WHAT YOU NEED TO DO — Please return every line in the entries below with the word "black" in it.

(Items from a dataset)
- Opening Delimiter -

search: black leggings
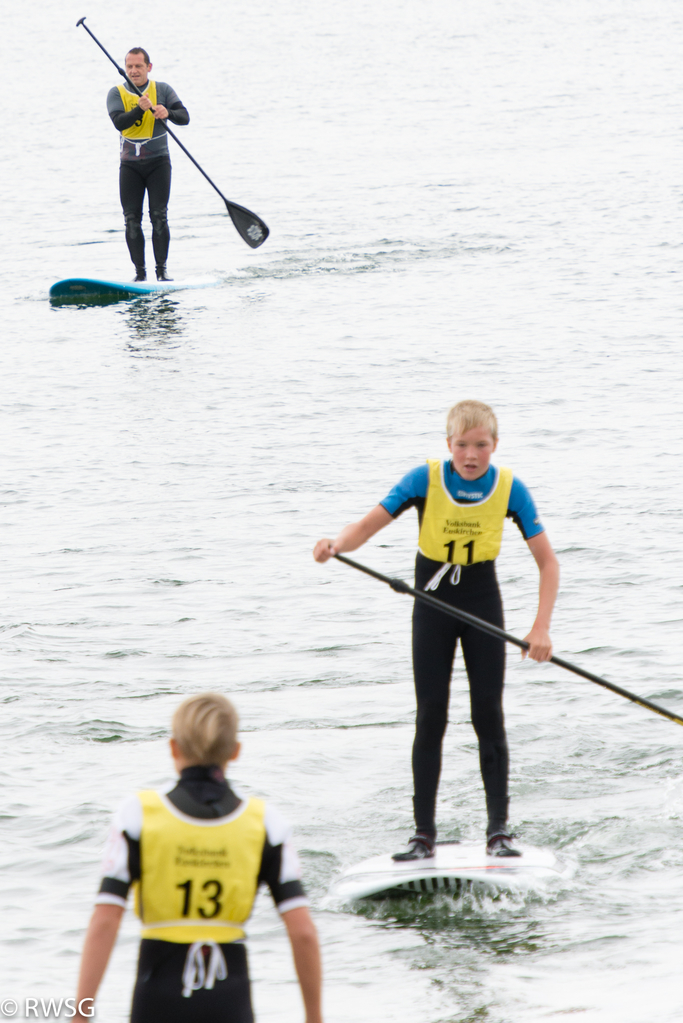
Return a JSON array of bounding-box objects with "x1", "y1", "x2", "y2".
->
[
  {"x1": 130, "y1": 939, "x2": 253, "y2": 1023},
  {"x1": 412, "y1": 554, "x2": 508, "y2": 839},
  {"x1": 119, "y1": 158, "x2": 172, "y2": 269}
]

- Closing Delimiter -
- Opening Delimiter -

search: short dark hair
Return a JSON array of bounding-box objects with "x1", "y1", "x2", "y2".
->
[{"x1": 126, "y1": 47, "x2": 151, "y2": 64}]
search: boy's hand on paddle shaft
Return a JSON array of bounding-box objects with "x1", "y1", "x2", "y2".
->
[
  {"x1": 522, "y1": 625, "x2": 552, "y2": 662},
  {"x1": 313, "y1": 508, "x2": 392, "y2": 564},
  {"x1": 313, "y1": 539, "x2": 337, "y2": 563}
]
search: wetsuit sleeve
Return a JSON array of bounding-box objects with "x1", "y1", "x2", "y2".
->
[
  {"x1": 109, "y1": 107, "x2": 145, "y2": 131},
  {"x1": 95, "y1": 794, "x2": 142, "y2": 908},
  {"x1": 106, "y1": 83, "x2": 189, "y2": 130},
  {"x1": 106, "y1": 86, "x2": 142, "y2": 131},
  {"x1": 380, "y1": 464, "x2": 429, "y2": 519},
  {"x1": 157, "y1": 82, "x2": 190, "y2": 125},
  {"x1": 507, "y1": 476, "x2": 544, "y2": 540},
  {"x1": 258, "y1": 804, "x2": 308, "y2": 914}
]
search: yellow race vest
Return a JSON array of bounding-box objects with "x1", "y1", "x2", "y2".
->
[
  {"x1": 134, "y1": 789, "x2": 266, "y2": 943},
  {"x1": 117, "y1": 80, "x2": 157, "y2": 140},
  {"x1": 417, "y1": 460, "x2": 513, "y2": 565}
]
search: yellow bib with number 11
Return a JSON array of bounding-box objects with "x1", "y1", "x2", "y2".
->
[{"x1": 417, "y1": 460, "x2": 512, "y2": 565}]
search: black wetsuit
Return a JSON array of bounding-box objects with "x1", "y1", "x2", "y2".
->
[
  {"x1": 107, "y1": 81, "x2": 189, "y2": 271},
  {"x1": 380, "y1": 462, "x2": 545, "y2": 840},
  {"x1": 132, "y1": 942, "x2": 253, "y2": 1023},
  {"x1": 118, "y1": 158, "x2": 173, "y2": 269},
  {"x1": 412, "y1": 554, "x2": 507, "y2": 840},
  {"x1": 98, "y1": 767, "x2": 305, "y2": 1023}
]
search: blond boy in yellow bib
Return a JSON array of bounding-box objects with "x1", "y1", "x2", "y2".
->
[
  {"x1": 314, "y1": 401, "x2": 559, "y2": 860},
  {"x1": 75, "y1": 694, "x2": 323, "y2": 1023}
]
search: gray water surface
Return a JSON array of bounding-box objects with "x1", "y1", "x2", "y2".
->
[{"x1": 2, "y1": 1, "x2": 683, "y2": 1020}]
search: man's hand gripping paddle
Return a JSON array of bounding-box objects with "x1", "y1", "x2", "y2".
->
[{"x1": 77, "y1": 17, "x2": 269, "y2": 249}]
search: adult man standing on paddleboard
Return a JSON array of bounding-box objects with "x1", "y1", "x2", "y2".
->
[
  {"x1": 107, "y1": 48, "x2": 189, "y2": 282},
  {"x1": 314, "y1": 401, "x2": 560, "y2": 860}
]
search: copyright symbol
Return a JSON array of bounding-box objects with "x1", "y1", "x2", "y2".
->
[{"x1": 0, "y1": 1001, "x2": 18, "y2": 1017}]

- Closing Delimiter -
- Opening Delimiter -

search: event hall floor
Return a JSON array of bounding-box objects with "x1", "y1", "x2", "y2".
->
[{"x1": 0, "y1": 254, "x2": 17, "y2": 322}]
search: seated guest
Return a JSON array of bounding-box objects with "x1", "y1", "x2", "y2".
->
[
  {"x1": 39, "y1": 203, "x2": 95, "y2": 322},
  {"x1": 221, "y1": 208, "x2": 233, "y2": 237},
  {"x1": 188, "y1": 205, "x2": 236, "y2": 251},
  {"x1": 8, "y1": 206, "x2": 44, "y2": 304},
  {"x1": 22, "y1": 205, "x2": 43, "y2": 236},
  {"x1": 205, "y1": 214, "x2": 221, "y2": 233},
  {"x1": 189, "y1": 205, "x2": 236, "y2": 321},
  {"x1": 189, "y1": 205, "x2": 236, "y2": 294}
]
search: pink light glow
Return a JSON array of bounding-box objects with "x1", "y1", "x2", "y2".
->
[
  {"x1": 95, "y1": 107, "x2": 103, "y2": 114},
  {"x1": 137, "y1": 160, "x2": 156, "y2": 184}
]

- Closing Delimiter -

TASK SOLUTION —
search: black leggings
search: black wetsuit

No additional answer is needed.